Proteolytic Enzymes: 5 Reasons Why They’re Powerful for Your Health
Proteolytic enzymes have more than just a cool-sounding name. Pronounced prō-tē-a-li-tik, they offer superior health benefits, as well. As digestive aids, these enzymes break down protein in the foods you eat. They also help to build your cells, boost energy, reduce systemic redness and swelling, and stimulate the immune system.
Your body naturally produces proteolytic enzymes, but you can also get them from foods. For example, papaya contains papain and pineapple has bromelain. You can also take proteolytic enzymes in supplement form for digestive and systemic support.
What Are Proteolytic Enzymes?
Enzymes help your body’s chemical reactions occur more efficiently, and they are very specific. Each one only works on one type of macromolecule — proteins, carbohydrates, or fats. Proteolytic enzymes, also called proteases or proteinases, break down proteins. Specifically, they catalyze chemical reactions to break proteins into smaller molecules. Larger polypeptide chains get broken into individual amino acids.
Several types of proteolytic enzymes exist. Your body produces pepsin, chymotrypsin, and other proteolytic enzymes. Others come from food or dietary supplements and are helpful to your body.
As you get older, your body may produce fewer enzymes, which may lead to more digestive concerns. Some people may just produce fewer enzymes naturally. It’s always best to teach your body to increase its natural enzyme production — or to get more enzymes from foods. You can work with a naturopathic doctor on how to find the root cause and solve it. Supplements can often fill in the gaps, as you are working to heal.
Top 5 Proteolytic Enzyme Benefits
Proteolytic enzymes are especially useful for people who eat meat or dairy, but they also break down plant proteins such as those found in beans.
Proteases can work as either digestive enzymes or systemic enzymes. It’s obvious what digestive enzymes do: they break down your food. Systemic enzymes work throughout the body to break down protein-based "gunk" in the body. They are sometimes used for “enzyme therapy” in clinical practice.
Below are the top five benefits proteolytic enzymes provide for your body.
After you eat, proteolytic enzymes are busy at work breaking down proteins in your food. Sometimes, a heavy protein meal can cause uncomfortable symptoms, like gas, bloating, or heaviness in the stomach. Taking supplemental proteolytic enzymes may help such issues.
When people took a supplement containing papain, it eased bloating, constipation, and abdominal discomfort in people who had various gastrointestinal concerns. Likewise, the enzyme bromelain promotes normal levels of inflammation-causing compounds in the body, which helps digestion.
Bromelain is unique because it can survive in an acidic or alkaline environment. That allows it to pass from the stomach to the intestines without losing its potency. While eating pineapple fruit provides some enzyme power, supplemental bromelain comes from the stem.

- Extracted data -
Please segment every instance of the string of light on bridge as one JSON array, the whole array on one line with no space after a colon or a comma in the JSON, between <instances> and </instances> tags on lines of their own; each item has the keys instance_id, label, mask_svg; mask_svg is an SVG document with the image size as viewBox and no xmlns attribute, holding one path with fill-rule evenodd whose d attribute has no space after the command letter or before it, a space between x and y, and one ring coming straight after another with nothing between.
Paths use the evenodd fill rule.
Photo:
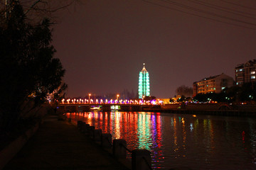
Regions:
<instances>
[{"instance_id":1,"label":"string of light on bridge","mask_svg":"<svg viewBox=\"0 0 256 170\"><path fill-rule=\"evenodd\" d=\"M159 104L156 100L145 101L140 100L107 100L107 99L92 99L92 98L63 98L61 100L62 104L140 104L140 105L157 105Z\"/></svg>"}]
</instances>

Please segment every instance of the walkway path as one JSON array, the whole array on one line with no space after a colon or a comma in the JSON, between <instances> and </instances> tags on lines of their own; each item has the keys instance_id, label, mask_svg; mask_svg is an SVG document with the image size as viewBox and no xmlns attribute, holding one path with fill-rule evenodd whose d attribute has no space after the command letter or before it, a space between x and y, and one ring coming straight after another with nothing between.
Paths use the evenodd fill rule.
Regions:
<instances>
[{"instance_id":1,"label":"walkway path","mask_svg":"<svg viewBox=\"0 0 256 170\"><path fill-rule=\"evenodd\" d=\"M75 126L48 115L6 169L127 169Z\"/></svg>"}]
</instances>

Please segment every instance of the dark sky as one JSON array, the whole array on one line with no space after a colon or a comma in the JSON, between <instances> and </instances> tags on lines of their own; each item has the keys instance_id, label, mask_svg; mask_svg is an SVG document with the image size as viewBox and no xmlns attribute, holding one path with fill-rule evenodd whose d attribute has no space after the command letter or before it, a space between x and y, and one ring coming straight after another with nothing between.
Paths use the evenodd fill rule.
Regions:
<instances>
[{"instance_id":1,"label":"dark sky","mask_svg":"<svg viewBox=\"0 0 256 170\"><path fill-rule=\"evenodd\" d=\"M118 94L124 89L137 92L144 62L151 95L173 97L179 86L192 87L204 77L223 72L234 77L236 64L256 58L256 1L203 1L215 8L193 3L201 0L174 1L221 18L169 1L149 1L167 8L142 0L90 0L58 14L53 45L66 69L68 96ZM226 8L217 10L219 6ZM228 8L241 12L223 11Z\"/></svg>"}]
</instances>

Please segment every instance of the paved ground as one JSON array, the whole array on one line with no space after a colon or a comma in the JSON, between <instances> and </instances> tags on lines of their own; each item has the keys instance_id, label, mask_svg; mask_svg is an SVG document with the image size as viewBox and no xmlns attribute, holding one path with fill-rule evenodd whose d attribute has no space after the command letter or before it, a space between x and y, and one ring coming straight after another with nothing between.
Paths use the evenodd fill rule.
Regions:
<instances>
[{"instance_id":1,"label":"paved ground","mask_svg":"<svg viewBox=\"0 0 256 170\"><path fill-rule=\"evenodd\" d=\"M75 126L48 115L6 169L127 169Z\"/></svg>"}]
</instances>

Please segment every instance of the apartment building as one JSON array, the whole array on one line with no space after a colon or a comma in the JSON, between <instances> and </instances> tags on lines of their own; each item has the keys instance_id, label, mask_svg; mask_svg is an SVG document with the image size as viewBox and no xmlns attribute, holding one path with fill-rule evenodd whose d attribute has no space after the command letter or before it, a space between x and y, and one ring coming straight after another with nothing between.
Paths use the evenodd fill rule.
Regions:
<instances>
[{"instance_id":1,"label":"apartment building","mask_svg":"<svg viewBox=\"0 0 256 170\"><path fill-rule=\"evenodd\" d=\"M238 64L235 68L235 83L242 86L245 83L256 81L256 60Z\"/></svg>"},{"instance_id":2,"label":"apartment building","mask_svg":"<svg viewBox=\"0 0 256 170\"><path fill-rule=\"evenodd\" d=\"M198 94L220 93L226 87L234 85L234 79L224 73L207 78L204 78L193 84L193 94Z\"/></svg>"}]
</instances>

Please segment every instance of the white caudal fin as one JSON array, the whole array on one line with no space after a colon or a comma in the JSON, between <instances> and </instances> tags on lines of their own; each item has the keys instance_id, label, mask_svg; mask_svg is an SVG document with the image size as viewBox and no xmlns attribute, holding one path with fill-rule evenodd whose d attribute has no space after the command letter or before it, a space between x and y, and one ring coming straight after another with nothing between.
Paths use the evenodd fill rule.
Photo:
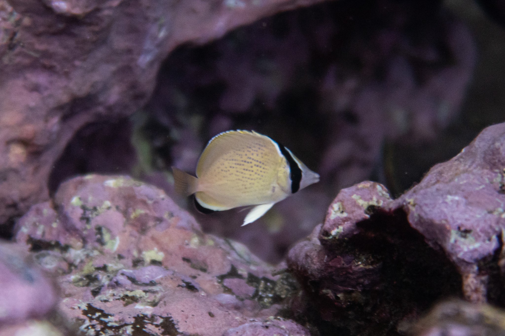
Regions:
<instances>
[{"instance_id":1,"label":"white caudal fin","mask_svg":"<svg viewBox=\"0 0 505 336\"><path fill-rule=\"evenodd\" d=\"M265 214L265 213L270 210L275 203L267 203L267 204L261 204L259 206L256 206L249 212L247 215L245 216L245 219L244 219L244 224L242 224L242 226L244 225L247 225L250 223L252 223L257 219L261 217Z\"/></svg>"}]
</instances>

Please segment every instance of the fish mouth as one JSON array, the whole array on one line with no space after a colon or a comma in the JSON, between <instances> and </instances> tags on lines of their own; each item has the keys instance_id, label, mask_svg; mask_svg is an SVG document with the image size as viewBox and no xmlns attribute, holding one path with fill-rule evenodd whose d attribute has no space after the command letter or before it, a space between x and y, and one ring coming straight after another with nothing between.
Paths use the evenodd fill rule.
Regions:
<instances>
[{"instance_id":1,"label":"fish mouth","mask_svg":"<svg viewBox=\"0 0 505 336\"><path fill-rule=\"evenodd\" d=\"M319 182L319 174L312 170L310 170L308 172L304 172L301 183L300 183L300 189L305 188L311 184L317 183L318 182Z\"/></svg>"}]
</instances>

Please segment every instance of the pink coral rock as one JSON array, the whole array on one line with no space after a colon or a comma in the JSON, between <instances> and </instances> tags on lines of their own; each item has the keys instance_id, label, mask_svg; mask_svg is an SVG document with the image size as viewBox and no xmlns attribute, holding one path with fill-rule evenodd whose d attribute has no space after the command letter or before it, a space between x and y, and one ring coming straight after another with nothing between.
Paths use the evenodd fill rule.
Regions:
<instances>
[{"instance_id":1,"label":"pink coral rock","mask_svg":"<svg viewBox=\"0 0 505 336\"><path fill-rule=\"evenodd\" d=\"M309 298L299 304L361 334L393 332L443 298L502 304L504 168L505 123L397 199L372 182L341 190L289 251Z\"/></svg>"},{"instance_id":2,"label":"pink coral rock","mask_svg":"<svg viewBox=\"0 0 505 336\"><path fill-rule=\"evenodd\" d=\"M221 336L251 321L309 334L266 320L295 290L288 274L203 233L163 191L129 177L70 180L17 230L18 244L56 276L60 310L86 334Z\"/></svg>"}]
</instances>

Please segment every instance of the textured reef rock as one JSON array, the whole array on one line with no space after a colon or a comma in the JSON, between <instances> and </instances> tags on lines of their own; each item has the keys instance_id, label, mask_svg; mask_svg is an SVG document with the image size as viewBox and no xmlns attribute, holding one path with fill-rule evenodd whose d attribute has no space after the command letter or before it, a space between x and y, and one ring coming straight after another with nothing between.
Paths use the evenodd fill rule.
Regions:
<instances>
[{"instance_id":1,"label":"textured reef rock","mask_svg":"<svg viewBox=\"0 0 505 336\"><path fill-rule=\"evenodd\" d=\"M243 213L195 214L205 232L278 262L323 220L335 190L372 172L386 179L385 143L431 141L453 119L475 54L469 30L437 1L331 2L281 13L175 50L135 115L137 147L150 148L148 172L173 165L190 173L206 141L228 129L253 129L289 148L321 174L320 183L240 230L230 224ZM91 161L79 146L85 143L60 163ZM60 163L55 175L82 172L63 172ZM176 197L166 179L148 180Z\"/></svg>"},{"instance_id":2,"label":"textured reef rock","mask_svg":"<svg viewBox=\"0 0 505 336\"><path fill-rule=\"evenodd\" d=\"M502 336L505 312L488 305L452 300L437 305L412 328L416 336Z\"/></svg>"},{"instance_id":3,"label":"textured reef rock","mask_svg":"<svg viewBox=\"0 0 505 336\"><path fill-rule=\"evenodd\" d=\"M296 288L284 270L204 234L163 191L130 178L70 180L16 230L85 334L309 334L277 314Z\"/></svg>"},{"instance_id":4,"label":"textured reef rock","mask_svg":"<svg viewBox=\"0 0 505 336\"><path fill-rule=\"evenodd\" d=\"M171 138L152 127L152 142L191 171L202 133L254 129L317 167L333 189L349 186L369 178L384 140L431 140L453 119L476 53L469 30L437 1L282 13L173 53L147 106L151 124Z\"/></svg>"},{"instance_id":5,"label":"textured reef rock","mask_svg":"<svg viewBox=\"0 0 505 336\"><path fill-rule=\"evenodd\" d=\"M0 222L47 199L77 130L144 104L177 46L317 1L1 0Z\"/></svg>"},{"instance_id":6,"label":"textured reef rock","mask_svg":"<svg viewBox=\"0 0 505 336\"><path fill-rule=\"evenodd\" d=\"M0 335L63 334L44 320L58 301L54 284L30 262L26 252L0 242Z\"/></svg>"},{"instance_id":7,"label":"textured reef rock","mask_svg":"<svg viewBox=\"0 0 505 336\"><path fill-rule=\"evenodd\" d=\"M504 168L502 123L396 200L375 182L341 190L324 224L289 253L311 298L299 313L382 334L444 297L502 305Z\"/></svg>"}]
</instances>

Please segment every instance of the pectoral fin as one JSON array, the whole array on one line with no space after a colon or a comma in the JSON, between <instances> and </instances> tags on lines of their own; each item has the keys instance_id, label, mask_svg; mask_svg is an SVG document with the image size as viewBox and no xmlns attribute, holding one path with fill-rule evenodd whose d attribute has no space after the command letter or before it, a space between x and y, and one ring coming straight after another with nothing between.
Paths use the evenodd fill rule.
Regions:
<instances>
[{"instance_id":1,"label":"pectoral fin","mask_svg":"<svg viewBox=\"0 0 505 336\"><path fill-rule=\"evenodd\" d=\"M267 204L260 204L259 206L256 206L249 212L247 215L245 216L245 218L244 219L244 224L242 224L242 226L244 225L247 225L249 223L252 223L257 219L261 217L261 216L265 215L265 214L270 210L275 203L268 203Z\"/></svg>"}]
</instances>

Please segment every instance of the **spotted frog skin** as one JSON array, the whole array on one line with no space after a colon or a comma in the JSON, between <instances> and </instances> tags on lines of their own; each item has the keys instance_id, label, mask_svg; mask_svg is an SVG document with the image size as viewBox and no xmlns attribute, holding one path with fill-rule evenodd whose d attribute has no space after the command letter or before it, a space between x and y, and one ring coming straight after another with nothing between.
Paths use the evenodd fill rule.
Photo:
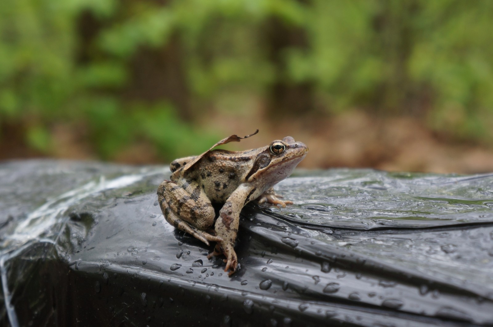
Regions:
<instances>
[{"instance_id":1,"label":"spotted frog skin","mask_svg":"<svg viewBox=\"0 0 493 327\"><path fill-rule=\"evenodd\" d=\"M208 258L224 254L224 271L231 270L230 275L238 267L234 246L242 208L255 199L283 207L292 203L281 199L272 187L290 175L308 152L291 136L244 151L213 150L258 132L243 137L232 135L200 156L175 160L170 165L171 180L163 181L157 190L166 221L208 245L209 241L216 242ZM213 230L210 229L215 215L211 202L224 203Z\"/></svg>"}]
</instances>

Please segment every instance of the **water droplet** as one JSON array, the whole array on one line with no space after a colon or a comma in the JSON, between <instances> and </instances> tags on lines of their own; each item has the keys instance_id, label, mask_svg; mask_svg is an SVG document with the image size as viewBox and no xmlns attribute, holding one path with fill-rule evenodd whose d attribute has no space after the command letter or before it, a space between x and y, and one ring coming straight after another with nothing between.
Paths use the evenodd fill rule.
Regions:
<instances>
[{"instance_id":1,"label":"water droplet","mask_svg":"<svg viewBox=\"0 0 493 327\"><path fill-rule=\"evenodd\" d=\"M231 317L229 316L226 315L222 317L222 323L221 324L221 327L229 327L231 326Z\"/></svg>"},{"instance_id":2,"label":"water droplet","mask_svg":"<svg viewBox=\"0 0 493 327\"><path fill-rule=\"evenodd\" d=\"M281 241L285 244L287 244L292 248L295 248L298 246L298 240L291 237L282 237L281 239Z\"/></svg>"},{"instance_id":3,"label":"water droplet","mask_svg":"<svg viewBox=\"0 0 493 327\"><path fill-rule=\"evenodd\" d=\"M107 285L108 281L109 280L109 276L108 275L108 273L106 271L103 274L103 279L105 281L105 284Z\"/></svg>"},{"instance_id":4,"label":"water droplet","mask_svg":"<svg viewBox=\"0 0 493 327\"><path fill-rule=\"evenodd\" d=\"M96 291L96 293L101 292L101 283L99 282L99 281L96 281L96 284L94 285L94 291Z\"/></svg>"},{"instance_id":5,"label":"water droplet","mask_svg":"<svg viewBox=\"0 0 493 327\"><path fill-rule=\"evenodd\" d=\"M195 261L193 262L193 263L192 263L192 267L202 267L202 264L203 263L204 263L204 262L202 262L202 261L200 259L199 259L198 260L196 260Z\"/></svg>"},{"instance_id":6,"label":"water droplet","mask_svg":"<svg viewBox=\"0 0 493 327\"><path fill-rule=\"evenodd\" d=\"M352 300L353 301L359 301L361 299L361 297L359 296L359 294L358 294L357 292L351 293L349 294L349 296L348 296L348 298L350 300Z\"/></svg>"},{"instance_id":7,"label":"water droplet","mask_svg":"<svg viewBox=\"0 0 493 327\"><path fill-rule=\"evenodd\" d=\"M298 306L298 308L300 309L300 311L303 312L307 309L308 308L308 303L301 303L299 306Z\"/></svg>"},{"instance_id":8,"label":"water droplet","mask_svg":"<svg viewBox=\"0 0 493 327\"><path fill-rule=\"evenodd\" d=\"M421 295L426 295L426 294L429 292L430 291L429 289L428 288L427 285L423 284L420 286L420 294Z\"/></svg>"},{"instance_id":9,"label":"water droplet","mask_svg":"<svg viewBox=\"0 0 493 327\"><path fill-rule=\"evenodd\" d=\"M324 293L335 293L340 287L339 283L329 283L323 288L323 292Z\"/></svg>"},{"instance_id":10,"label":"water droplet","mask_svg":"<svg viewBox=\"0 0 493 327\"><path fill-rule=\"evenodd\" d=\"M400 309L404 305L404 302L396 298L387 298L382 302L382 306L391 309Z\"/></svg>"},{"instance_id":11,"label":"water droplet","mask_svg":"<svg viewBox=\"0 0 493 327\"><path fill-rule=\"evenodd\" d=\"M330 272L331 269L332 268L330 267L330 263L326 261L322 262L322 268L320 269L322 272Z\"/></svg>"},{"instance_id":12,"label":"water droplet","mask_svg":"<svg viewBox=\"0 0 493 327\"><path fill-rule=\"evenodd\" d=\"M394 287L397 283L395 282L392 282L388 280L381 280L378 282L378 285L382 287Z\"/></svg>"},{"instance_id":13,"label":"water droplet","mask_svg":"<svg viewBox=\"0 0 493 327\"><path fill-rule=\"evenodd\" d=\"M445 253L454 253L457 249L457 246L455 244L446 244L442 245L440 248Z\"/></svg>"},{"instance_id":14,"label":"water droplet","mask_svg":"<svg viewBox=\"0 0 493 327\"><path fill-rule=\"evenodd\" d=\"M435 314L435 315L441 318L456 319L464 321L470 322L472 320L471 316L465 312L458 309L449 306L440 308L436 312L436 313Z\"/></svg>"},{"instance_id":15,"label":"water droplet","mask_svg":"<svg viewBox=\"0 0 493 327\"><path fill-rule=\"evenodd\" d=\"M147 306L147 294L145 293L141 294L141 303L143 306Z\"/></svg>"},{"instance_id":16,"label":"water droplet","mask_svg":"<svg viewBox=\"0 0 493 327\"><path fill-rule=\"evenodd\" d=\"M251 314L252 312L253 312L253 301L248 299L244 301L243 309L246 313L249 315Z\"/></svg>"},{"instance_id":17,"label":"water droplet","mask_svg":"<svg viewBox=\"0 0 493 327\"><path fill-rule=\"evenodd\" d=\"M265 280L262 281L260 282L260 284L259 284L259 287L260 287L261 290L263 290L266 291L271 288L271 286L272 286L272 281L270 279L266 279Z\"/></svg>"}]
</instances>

- Tasks -
A – According to the proteolytic enzymes article, which part of the pineapple does supplemental bromelain come from?
B – Write out the passage of the proteolytic enzymes article between "After you eat, proteolytic" and "from the stem.", inclusive.

- Task answers -
A – The stem.

B –
After you eat, proteolytic enzymes are busy at work breaking down proteins in your food. Sometimes, a heavy protein meal can cause uncomfortable symptoms, like gas, bloating, or heaviness in the stomach. Taking supplemental proteolytic enzymes may help such issues.
When people took a supplement containing papain, it eased bloating, constipation, and abdominal discomfort in people who had various gastrointestinal concerns. Likewise, the enzyme bromelain promotes normal levels of inflammation-causing compounds in the body, which helps digestion.
Bromelain is unique because it can survive in an acidic or alkaline environment. That allows it to pass from the stomach to the intestines without losing its potency. While eating pineapple fruit provides some enzyme power, supplemental bromelain comes from the stem.